Request: Starting at the beginning of the records and continuing through the line with "[0,105,400,281]", reproduce every line, including the requests, but multiply each bounding-box coordinate in the answers by 0.95 and round it to a whole number, with halves rounded up. Leave the numbers in the requests unchanged.

───── Material for the task ─────

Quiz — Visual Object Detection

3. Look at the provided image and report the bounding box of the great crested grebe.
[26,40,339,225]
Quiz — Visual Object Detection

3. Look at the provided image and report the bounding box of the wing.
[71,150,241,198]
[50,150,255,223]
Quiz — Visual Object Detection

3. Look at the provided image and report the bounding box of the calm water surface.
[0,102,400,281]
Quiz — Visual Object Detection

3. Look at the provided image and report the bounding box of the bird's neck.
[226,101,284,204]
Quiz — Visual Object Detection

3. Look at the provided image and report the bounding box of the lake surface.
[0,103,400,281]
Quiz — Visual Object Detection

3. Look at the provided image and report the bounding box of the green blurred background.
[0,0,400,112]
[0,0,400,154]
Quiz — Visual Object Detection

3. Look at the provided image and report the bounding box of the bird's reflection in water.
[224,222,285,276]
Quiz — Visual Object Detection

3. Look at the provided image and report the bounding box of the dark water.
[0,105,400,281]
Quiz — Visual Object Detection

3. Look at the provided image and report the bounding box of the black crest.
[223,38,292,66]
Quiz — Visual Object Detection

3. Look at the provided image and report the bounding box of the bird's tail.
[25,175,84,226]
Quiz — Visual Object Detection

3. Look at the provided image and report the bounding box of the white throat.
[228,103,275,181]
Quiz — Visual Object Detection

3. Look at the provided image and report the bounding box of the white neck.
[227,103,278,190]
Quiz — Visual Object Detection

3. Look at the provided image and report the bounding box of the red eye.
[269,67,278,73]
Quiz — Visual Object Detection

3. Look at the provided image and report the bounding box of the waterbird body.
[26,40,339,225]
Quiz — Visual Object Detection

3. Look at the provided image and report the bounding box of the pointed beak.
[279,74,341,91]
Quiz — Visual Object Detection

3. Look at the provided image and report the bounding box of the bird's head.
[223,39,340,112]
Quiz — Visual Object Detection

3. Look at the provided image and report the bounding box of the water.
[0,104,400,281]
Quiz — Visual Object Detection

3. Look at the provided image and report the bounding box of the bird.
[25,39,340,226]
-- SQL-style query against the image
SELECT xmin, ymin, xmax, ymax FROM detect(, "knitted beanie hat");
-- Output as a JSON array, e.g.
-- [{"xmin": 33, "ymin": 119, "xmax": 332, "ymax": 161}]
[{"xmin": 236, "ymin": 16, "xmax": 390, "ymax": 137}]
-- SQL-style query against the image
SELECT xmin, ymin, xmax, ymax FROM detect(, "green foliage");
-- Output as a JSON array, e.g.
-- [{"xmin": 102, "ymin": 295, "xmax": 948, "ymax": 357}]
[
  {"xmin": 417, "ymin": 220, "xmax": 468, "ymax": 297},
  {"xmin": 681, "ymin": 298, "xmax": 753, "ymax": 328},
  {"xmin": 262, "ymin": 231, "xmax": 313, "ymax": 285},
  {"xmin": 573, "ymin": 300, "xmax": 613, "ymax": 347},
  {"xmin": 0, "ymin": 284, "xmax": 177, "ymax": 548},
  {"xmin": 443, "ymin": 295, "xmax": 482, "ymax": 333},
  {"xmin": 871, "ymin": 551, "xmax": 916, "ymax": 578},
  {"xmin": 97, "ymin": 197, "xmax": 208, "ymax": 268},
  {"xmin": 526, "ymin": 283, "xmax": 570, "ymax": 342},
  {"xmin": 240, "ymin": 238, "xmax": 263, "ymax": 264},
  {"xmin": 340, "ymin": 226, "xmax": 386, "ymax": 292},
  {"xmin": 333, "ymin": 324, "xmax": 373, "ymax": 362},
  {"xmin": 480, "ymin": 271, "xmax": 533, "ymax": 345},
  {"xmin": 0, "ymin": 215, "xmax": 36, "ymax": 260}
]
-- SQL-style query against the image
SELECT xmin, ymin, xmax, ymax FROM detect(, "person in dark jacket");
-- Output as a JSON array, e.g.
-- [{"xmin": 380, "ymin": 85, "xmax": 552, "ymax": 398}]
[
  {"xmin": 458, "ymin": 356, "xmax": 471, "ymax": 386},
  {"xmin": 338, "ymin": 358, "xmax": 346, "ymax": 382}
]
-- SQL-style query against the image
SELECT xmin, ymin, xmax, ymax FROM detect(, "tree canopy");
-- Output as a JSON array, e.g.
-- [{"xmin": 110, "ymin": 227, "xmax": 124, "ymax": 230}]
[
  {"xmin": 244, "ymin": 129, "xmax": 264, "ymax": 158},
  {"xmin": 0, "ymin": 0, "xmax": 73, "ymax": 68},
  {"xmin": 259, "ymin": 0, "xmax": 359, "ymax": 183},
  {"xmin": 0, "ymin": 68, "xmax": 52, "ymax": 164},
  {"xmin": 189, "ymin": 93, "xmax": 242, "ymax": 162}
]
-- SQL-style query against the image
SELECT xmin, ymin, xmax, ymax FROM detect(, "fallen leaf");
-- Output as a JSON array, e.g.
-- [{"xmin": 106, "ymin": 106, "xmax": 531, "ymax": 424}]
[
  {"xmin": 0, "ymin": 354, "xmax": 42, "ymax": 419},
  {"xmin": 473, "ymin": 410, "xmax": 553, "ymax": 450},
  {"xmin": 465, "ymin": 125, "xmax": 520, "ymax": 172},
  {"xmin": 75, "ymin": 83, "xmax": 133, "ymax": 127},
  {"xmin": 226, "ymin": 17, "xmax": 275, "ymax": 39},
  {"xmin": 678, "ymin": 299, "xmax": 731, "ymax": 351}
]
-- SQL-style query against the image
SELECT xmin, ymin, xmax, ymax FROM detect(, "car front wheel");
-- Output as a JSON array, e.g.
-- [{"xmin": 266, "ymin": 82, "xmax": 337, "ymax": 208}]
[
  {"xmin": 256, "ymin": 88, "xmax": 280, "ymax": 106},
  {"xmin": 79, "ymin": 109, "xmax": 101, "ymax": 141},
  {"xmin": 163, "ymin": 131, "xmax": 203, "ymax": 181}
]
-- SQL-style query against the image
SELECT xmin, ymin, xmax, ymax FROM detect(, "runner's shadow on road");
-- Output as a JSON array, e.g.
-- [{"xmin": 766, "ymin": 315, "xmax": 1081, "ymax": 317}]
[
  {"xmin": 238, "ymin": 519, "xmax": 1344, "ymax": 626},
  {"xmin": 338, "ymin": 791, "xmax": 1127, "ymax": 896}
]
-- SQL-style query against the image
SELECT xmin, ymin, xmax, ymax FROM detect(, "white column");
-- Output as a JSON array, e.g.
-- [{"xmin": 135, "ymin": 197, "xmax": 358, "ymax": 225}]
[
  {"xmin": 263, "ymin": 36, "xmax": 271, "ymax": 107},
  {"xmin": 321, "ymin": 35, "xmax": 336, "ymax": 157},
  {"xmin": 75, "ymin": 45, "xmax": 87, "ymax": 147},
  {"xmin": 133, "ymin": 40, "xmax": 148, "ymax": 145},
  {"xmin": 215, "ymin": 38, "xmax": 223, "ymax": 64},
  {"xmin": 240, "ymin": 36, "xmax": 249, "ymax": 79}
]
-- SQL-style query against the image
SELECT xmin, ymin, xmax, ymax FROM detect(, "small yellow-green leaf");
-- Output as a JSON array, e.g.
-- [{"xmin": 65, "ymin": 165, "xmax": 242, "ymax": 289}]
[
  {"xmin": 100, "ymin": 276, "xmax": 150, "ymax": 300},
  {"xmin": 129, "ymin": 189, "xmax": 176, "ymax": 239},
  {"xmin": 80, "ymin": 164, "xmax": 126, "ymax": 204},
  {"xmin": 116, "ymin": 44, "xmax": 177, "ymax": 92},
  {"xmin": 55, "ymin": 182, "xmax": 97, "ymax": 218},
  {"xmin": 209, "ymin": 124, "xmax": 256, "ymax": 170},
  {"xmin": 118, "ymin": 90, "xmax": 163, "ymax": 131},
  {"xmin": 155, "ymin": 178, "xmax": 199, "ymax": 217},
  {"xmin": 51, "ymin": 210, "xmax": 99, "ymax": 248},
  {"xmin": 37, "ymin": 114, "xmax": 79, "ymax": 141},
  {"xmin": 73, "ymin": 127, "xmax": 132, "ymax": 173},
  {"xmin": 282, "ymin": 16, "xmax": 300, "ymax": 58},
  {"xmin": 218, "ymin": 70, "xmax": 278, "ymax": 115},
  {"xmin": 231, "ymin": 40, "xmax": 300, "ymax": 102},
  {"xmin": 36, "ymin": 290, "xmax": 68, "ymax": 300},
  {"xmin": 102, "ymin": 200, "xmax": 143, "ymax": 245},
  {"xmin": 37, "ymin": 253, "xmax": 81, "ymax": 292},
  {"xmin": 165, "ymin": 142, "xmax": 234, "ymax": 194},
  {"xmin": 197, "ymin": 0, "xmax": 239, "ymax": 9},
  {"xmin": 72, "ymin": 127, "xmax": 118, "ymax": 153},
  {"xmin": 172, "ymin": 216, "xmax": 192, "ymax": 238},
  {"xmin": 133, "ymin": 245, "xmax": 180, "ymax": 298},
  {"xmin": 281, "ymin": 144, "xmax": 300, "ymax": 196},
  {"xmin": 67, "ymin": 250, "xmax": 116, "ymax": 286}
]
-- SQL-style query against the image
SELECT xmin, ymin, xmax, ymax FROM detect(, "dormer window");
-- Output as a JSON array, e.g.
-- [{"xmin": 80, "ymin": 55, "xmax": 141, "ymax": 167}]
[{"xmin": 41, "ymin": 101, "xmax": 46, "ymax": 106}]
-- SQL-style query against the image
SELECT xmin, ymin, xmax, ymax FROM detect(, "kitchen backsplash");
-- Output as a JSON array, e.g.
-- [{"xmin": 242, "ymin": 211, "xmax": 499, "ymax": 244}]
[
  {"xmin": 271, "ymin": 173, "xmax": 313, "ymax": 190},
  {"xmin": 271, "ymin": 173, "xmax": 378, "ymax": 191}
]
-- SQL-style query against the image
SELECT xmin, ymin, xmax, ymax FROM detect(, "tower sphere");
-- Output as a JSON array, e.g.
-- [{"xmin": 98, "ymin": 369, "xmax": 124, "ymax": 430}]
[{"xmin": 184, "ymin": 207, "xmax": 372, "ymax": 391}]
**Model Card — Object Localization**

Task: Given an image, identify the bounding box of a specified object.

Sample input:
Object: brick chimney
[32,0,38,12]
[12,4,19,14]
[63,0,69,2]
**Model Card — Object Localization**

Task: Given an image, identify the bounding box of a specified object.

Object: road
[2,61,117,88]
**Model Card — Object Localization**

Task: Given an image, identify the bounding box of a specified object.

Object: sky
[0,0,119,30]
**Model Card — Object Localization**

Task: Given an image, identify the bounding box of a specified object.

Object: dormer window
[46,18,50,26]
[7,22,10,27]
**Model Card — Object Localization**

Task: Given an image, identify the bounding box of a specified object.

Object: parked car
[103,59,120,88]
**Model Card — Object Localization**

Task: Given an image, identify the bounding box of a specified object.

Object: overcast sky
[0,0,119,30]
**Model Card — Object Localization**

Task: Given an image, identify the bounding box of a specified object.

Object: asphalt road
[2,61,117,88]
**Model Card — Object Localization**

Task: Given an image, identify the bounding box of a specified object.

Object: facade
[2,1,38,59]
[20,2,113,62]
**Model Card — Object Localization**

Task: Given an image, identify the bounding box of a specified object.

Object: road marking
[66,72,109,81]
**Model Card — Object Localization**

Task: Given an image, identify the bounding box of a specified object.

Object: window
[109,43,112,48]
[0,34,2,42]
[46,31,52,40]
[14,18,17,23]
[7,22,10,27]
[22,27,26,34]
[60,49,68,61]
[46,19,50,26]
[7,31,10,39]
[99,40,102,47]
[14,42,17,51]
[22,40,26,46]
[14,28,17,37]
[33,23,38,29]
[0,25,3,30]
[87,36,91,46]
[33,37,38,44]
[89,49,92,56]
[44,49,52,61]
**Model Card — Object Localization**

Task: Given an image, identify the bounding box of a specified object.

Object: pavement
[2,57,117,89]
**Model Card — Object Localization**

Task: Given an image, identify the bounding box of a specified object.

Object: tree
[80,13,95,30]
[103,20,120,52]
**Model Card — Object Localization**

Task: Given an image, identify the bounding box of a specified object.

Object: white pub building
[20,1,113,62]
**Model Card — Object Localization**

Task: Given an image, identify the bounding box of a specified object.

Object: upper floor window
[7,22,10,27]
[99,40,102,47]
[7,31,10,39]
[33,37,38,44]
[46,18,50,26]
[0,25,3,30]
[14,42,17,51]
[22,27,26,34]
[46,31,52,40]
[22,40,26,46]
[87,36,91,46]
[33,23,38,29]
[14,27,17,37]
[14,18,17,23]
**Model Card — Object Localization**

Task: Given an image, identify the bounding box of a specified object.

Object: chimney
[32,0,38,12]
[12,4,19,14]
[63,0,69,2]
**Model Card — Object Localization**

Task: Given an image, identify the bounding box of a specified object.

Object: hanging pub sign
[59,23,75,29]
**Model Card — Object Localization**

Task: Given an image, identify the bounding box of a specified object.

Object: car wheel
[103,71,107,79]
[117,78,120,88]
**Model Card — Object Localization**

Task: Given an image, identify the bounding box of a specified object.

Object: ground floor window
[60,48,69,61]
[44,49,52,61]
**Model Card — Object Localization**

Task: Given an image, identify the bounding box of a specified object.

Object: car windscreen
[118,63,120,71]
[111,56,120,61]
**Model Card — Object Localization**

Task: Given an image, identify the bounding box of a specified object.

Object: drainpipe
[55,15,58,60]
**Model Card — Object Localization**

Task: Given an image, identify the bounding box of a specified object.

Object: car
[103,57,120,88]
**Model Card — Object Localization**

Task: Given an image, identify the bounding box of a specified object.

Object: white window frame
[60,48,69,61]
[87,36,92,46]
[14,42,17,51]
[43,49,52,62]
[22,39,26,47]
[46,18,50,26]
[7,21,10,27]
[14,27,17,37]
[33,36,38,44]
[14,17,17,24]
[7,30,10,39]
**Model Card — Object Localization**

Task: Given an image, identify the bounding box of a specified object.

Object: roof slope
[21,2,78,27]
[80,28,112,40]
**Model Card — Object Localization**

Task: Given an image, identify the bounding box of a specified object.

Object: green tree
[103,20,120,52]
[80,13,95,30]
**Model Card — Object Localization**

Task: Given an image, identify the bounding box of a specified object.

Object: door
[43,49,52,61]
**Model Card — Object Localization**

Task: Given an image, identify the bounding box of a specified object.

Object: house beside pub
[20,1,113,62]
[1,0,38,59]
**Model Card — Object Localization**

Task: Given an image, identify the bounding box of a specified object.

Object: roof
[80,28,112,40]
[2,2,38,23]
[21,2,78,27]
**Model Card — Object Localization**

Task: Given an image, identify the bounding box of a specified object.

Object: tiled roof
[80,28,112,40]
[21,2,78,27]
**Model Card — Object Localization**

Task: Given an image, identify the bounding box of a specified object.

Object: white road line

─────

Reply:
Quiz — Visual Object Detection

3. Look at the provided image and report the bounding box of the great crested grebe.
[25,38,322,214]
Quiz — Visual Object Detection

3. Look at the provided image and report the bounding box of the wing.
[67,143,229,188]
[48,143,242,212]
Quiz — Visual Object Detection

3. Look at the provided image and report the bounding box of the calm water surface.
[0,97,380,267]
Quiz — Visual Object Detection

3. Look at the provided image and report the bounding box of the bird's neck.
[215,96,270,194]
Quiz — Visual Object Detection

3. Look at the provided image and report the bounding box of the lake surface.
[0,98,380,267]
Quiz — Visual Object Detection

3. Look at the provided image and report the bounding box of the green blurred background.
[0,0,380,106]
[0,0,380,146]
Quiz — Visual Object Detection

3. Look at the provided image and report the bounding box of the bird's reflection in water.
[213,211,271,262]
Quiz — Visual Object Detection

3. Look at the provided image and report the bounding box of the dark water.
[0,100,380,267]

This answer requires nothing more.